_What is being asked_
Please rewrite the rows below with every "every instance" changed to "each instance" and everything else left unchanged.

-- Start of Data for processing --

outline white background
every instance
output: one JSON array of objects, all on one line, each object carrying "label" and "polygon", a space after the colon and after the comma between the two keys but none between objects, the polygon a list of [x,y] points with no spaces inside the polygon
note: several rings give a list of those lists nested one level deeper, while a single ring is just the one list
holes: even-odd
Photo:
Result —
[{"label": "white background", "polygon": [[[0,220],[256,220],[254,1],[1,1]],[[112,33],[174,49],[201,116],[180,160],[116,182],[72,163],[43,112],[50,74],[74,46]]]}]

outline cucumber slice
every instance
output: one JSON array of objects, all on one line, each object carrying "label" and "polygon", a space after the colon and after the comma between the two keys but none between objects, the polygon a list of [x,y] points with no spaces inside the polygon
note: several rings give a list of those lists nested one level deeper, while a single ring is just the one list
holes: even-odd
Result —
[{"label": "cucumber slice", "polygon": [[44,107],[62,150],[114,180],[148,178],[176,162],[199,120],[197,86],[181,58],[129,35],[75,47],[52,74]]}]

-- End of Data for processing --

_Correct result_
outline white background
each instance
output: one JSON array of objects, all on one line, each object carrying "label" and "polygon", a space after the colon and after the comma between the two keys but none between objects, the polygon a list of [x,y] points with no spaces inside the polygon
note: several rings give a list of those lists nested one level deeper, while a single ring is just the one list
holes: even-odd
Photo:
Result —
[{"label": "white background", "polygon": [[[0,220],[256,220],[254,1],[1,1]],[[112,33],[174,49],[201,116],[180,160],[116,182],[72,163],[43,112],[50,74],[74,46]]]}]

outline cucumber slice
each instance
output: one JSON array of objects, all on one line, each object carrying "label" and "polygon", a space after the colon and after the comma between the two keys but none between objects, the polygon a list of [x,y] points with no spaces inside the polygon
note: several rings give a list of those lists nested one level deeper, while a single ring is just the one list
holes: even-odd
Result —
[{"label": "cucumber slice", "polygon": [[44,107],[62,150],[114,180],[148,178],[176,162],[199,120],[197,86],[181,58],[129,35],[75,47],[52,74]]}]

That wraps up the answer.